# What is expected
Write out all of the entries exactly, please.

+++

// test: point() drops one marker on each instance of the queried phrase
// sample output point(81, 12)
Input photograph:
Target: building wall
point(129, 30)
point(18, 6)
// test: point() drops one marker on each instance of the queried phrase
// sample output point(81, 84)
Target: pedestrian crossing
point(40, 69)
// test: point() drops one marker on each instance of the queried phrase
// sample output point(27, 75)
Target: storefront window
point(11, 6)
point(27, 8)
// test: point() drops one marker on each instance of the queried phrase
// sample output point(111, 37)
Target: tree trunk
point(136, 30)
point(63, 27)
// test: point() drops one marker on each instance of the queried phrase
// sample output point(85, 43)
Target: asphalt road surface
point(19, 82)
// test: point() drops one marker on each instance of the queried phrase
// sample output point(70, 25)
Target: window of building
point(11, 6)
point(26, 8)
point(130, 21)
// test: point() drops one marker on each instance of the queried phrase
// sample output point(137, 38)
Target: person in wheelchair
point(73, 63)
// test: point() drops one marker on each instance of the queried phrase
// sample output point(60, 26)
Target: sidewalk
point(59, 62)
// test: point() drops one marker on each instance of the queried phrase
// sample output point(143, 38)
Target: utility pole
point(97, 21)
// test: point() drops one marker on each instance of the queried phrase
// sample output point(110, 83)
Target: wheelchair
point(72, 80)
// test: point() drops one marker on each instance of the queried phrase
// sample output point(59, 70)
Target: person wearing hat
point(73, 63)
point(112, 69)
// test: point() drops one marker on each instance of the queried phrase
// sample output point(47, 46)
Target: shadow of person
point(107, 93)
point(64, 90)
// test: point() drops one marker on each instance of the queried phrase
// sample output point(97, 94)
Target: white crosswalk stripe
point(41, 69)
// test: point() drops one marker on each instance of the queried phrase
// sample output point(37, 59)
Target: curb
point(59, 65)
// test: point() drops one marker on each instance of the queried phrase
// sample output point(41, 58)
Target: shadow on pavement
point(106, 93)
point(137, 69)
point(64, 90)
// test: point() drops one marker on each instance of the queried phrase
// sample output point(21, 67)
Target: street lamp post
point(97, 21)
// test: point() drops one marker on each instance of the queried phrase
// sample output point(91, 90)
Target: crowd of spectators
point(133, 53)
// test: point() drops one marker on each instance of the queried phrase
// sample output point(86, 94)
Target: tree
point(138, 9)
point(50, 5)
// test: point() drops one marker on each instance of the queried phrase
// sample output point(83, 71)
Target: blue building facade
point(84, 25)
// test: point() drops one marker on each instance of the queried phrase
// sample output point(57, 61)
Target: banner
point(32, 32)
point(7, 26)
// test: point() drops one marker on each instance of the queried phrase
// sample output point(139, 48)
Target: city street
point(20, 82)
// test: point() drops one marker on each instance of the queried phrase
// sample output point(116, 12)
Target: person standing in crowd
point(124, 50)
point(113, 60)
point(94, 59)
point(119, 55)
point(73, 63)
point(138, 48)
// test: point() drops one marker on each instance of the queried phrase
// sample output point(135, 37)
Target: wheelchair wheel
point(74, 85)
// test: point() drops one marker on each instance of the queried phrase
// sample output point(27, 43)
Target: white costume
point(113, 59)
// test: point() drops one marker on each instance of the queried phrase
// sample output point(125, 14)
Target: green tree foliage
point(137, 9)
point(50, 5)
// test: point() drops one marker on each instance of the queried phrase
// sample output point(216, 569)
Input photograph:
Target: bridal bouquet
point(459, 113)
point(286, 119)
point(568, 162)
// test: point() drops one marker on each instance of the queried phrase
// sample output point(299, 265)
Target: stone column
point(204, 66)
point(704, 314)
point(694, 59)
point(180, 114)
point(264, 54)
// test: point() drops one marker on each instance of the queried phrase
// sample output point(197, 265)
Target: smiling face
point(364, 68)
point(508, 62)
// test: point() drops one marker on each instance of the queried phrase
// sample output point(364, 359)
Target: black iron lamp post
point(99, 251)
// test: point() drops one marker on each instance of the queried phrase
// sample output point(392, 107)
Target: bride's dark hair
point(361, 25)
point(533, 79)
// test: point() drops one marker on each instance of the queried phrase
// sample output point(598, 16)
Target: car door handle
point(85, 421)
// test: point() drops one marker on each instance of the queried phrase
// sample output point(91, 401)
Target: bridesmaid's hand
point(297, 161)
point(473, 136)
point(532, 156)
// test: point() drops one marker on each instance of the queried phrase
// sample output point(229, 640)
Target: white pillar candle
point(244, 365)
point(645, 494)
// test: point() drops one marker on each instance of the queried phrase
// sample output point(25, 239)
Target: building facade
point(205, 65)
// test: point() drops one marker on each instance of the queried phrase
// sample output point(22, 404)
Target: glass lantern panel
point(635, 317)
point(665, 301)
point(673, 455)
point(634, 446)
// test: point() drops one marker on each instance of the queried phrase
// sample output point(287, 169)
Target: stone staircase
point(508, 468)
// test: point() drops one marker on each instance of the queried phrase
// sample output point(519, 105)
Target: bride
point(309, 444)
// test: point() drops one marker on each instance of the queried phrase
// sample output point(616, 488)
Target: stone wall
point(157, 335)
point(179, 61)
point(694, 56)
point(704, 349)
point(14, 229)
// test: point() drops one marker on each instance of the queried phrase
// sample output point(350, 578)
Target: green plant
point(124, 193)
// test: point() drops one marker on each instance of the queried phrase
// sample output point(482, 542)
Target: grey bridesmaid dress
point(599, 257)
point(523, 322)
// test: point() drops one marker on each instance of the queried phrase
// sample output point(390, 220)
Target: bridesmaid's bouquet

+++

# Written reply
// test: point() drops one marker on each instance of the queried phrase
// sample output point(81, 12)
Input photograph:
Target: building wall
point(129, 30)
point(18, 6)
// test: point() drops one marker on each instance of the queried phrase
// sample output point(81, 84)
Target: pedestrian crossing
point(40, 69)
// test: point() drops one marker on each instance of the queried phrase
// sample output point(27, 75)
Target: storefront window
point(11, 6)
point(27, 8)
// test: point() drops one marker on each instance of the queried phrase
// sample output point(111, 37)
Target: tree trunk
point(136, 30)
point(63, 27)
// test: point() drops one marker on each instance of the queried phrase
// sample output point(85, 43)
Target: asphalt road surface
point(19, 82)
// test: point() drops one marker on each instance of the queried phrase
// sample output point(70, 25)
Target: window of building
point(11, 6)
point(26, 8)
point(130, 21)
// test: point() drops one marker on each instance of the queried phrase
// sample output point(137, 38)
Target: person in wheelchair
point(73, 63)
// test: point() drops one marker on each instance of the queried phrase
// sample output point(60, 26)
Target: sidewalk
point(59, 62)
// test: point() drops one marker on each instance of the queried phrase
// sample output point(143, 38)
Target: utility pole
point(97, 21)
// test: point() drops one marker on each instance of the queried phrase
// sample output point(110, 83)
Target: wheelchair
point(72, 80)
// test: point() drops one marker on each instance of the queried phrase
// sample output point(59, 70)
Target: person wearing hat
point(73, 63)
point(112, 69)
// test: point() drops one marker on each instance of the queried phrase
// sample output point(47, 46)
Target: shadow of person
point(107, 93)
point(64, 90)
// test: point() drops one marker on each instance of the queried phrase
// sample output point(97, 94)
Target: white crosswalk stripe
point(41, 69)
// test: point() drops one marker on each instance of the queried phrase
// sample output point(37, 59)
Target: curb
point(59, 65)
// test: point() drops one marker on each instance of the queried phrase
// sample output point(41, 58)
Target: shadow on pavement
point(106, 93)
point(137, 69)
point(64, 90)
// test: point() drops one marker on each instance of the queried phrase
// sample output point(21, 67)
Target: street lamp post
point(97, 21)
// test: point() drops one marker on each instance of the queried phrase
// sample output point(91, 90)
Target: crowd of spectators
point(133, 53)
// test: point() drops one marker on each instance of the queried phrase
// sample output point(86, 94)
Target: tree
point(138, 9)
point(50, 5)
// test: point() drops one marker on each instance of the queried phrase
// sample output point(83, 71)
Target: blue building facade
point(84, 25)
// test: point() drops one marker on each instance of the queried phrase
// sample output point(57, 61)
Target: banner
point(32, 32)
point(7, 26)
// test: point() drops one marker on each instance of the queried phrase
// sample output point(139, 48)
Target: city street
point(20, 82)
// test: point() drops one marker on each instance of the queried phrase
// sample output point(116, 12)
Target: person standing in crowd
point(124, 50)
point(113, 60)
point(94, 59)
point(119, 55)
point(73, 63)
point(138, 48)
// test: point() drops one marker on each instance of the queried phrase
// sample output point(135, 37)
Target: wheelchair wheel
point(74, 85)
// test: point() drops one marker on each instance of the queried phrase
// sample output point(27, 43)
Target: white costume
point(113, 59)
// test: point() drops one marker on each instance of the queried phrase
// sample output point(125, 14)
Target: green tree foliage
point(137, 9)
point(50, 5)
// test: point() drops one marker on each instance of the queried phrase
// sample output point(216, 569)
Input photograph:
Target: bridal bouquet
point(459, 113)
point(286, 119)
point(568, 162)
// test: point() drops one marker on each instance of the queried phrase
// sample output point(299, 265)
Target: stone column
point(204, 66)
point(704, 314)
point(694, 59)
point(180, 114)
point(264, 54)
// test: point() drops one marker on each instance of the queried phrase
// sample output point(197, 265)
Target: smiling face
point(364, 68)
point(508, 62)
// test: point() drops one marker on each instance of the queried phrase
// sample output point(364, 359)
Target: black iron lamp post
point(99, 251)
// test: point() drops one marker on each instance of the queried phrase
// sample output point(392, 107)
Target: bride's dark hair
point(361, 25)
point(533, 79)
// test: point() drops one marker on each instance of the queried phrase
// sample output point(598, 16)
Target: car door handle
point(85, 421)
// test: point() drops one marker on each instance of the queried phrase
// sample output point(91, 401)
Target: bridesmaid's hand
point(297, 161)
point(473, 136)
point(532, 156)
// test: point() drops one marker on each instance of the queried phrase
// sample output point(229, 640)
Target: white pillar candle
point(244, 365)
point(645, 494)
// test: point() drops one marker on each instance of the queried phrase
// sample output point(25, 239)
Target: building facade
point(205, 65)
// test: point() drops one marker on each instance of the queried phrase
// sample output point(22, 404)
Target: glass lantern panel
point(635, 317)
point(665, 301)
point(673, 455)
point(634, 446)
// test: point() drops one marker on each instance of the queried phrase
// sample output point(287, 169)
Target: stone staircase
point(508, 468)
// test: point() drops one marker on each instance of the queried phrase
// sample output point(519, 105)
Target: bride
point(309, 444)
// test: point() drops one marker on each instance of the queried phrase
// sample output point(616, 488)
Target: stone wall
point(157, 335)
point(179, 61)
point(694, 56)
point(704, 349)
point(14, 229)
// test: point() drops one marker on each instance of the queried phrase
// sample output point(350, 578)
Target: green plant
point(124, 193)
// test: point() drops one marker on each instance of the queried phrase
// sample output point(482, 542)
Target: grey bridesmaid dress
point(599, 257)
point(523, 322)
// test: point() drops one marker on each instance of the queried phrase
// sample output point(390, 220)
Target: bridesmaid's bouquet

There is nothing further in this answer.